Written task 1:
Answer these questions from the exhibit text, each on its own line:
(a) In what year did Archibald Robertson settle in New York City?
(b) Who published Elements of the Graphic Arts?
(c) On what date did Thomas Cole write to George William Featherstonhaugh?
Written task 2: List every person named in the exhibit text.
Written task 3: Turn the paragraph of the exhibit text that begins "Alexander Robertson and his brother Archibald" into a short list of its main facts.

Alexander Robertson and his brother Archibald were born in Aberdeen, Scotland. Both attended King’s College in Aberdeen and trained at the Royal Academy of Arts in London before settling in New York City, Archibald in 1791, and Alexander a year later in 1792. Together they opened the Columbian Academy, one of the first art schools in the United States, where they taught drawing and watercolor. The artist John Vanderlyn attended the Columbian Academy, as did numerous amateur artists, both male and female. In 1802, the brothers ended their partnership. Archibald continued the Columbian Academy, and Alexander opened his own art school, the Academy of Painting and Drawing.

Elements of the Graphic Arts, Table III

Archibald Robertson (1765–1835)

Published by David Longworth, New York (1802)

Elements of the Graphic Arts (1802) was one of the first art instruction books published in United States. It provides a good idea of the type of instruction Archibald and Alexander Robertson offered their students at the Columbian Academy in New York City. The stylized shapes of leaves and branches resemble those used by Alexander in his sketchbook.

View of Featherstonhaugh Estate near Duanesburg

Thomas Cole (1801–1848)

Oil on canvas, 1826

Private Collection

“I am extremely anxious to get to painting again [&] also to feel the comfort of a good country fire,” Thomas Cole wrote on December 5, 1825, in a letter to the English-born land developer, writer, and geologist George William Featherstonhaugh. In October, Cole had sold five of his earliest landscape paintings in New York City and instantly won praise as a new American genius. Featherstonhaugh, who resided on his country estate in Duanesburg, New York, southwest of Albany, became Cole’s first supporting patron.

Stored records:
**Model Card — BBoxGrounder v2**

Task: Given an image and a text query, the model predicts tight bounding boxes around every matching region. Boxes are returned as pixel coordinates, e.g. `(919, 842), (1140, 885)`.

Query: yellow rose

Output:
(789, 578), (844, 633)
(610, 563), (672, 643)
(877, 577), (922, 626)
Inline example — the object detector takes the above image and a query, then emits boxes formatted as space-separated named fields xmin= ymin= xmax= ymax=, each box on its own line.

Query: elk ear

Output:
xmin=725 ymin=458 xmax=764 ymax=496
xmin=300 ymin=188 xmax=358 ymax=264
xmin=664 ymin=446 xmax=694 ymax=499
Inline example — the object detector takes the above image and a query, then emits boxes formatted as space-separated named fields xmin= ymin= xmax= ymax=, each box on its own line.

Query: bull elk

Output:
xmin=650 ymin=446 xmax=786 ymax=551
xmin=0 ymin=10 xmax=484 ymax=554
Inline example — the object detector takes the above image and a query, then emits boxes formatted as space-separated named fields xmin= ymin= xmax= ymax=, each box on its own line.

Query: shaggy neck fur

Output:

Finished answer 1:
(a) 1791
(b) David Longworth, New York
(c) December 5, 1825

Finished answer 2:
- Alexander Robertson
- Archibald Robertson
- John Vanderlyn
- David Longworth
- Thomas Cole
- George William Featherstonhaugh

Finished answer 3:
- Alexander and Archibald Robertson were brothers born in Aberdeen, Scotland.
- Both attended King's College in Aberdeen and trained at the Royal Academy of Arts in London.
- Archibald settled in New York City in 1791, and Alexander followed in 1792.
- Together they opened the Columbian Academy, one of the first art schools in the United States, teaching drawing and watercolor.
- Students included the artist John Vanderlyn and many amateur artists, both male and female.
- The brothers ended their partnership in 1802.
- Archibald kept the Columbian Academy, and Alexander opened the Academy of Painting and Drawing.